Aufgabe 1 –
Wie oft gewinnt Jesse Owens laut dem Text über die Brüder Dassler 1936 in Berlin Gold?
Aufgabe 2 –
Setz den Text über die Firma der Brüder Dassler nach seinem letzten Satz fort.

─── Textauszug

Er kümmert sich um das Geschäft. Adolf Dassler ist der geniale Handwerker, der perfektionistisch an jedem Detail seiner Schuhe arbeitet. Von Anfang an gibt es Konflikte zwischen den beiden Männern. Aber viele Jahre lang ergänzen sich die beiden Talente – so führen Rudolf und Adolf Dassler ihre Firma schnell zum Erfolg. 1925 verkaufen sie die ersten Fußballschuhe mit Stollen und die ersten Rennschuhe mit Spikes. Schon bei den Olympischen Spielen 1928 in Amsterdam tragen die ersten Leichtathleten Sportschuhe der Brüder. Bei den Olympischen Spielen in Berlin 1936 gewinnt der US-amerikanische Sprinter Jesse Owens in Dassler-Schuhen vier Mal Gold.

──────
─── Datenauszüge

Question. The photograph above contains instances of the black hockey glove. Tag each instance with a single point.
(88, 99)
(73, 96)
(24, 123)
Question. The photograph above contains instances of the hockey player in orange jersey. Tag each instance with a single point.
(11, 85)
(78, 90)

──────
─── Datenauszüge

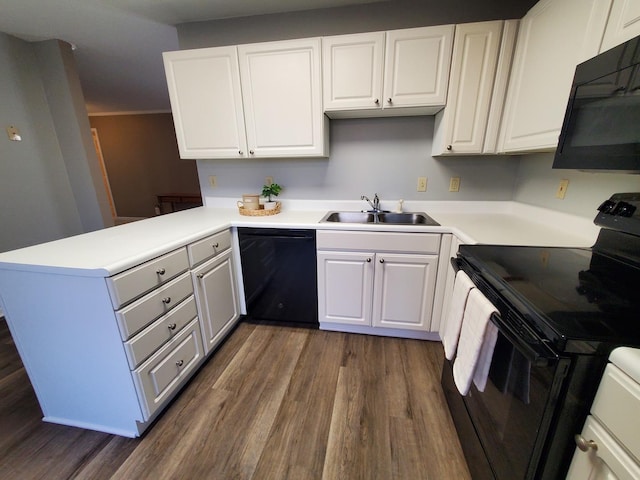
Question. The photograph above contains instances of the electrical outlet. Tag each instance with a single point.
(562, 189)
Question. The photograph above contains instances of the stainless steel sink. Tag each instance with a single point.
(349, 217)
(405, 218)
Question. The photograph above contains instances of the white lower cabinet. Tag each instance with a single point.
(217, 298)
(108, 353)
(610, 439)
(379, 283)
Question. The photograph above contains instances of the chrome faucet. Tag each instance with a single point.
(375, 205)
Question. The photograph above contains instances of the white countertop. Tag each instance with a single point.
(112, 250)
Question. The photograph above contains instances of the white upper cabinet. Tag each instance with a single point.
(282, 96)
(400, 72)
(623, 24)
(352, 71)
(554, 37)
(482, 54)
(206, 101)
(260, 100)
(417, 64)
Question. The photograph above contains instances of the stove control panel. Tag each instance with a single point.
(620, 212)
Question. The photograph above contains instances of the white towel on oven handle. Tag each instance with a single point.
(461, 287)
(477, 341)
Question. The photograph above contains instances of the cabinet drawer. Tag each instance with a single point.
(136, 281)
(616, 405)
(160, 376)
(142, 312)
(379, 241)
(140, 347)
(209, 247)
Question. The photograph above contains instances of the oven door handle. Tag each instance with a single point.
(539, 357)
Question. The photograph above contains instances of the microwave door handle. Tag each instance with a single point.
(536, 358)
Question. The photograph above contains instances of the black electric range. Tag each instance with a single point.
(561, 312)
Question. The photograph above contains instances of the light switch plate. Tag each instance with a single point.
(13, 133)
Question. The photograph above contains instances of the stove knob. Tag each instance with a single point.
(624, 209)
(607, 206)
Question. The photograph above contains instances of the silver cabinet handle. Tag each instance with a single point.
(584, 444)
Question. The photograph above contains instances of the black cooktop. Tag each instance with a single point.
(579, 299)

──────
─── Datenauszüge

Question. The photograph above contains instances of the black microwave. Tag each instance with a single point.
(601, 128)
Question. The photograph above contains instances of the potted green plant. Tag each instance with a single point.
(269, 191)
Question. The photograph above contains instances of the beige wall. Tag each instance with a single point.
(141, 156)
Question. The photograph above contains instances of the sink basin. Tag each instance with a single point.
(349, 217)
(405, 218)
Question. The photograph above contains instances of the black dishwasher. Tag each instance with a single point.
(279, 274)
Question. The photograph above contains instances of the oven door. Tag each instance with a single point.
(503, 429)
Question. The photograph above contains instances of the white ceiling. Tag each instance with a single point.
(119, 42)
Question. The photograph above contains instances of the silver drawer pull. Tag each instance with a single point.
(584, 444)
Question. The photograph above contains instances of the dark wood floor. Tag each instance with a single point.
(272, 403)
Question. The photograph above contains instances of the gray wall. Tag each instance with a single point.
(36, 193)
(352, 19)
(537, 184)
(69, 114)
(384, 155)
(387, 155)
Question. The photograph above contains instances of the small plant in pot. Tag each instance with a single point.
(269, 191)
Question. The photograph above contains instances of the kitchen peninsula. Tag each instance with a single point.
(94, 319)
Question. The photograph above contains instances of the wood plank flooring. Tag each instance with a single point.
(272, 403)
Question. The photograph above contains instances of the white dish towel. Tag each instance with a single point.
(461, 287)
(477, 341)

──────

Deine Antwort 1 –
Vier Mal.

Deine Antwort 2 –
1933 werden beide Brüder Mitglieder der NSDAP. Vom Kontakt mit den Nationalsozialisten erhoffen sie sich Vorteile für ihr Unternehmen. Als der Zweite Weltkrieg beginnt, können beide Brüder noch für eine längere Zeit in Deutschland bleiben und in der Firma arbeiten. Aber 1943 schickt die Armee Rudolf Dassler in die polnische Stadt Łódź, wo er im Innendienst in der Finanzverwaltung arbeiten muss. Adolf Dassler darf in Herzogenaurach bleiben und sich um die Firma kümmern. Gegen Ende des Krieges werden in der Schuhfabrik Waffen produziert. Auch französische Zwangsarbeiter müssen dort arbeiten.
Im Januar 1945 flieht Rudolf Dassler vor der Roten Armee nach Herzogenaurach. Im April nimmt ihn die Geheime Staatspolizei wegen Fahnenflucht fest. Als er ins Konzentrationslager Dachau gebracht werden soll, befreit ihn die US-Armee. Aber kurz darauf wird er wieder festgenommen und muss ein Jahr in Kriegsgefangenschaft. Die Amerikaner werfen ihm vor, für die Zensur und die Spionageabwehr gearbeitet zu haben. Und es heißt, dass ihm die US-Soldaten einen Hinweis geben: Er ist verraten worden – und zwar aus seinem engsten persönlichen Umfeld.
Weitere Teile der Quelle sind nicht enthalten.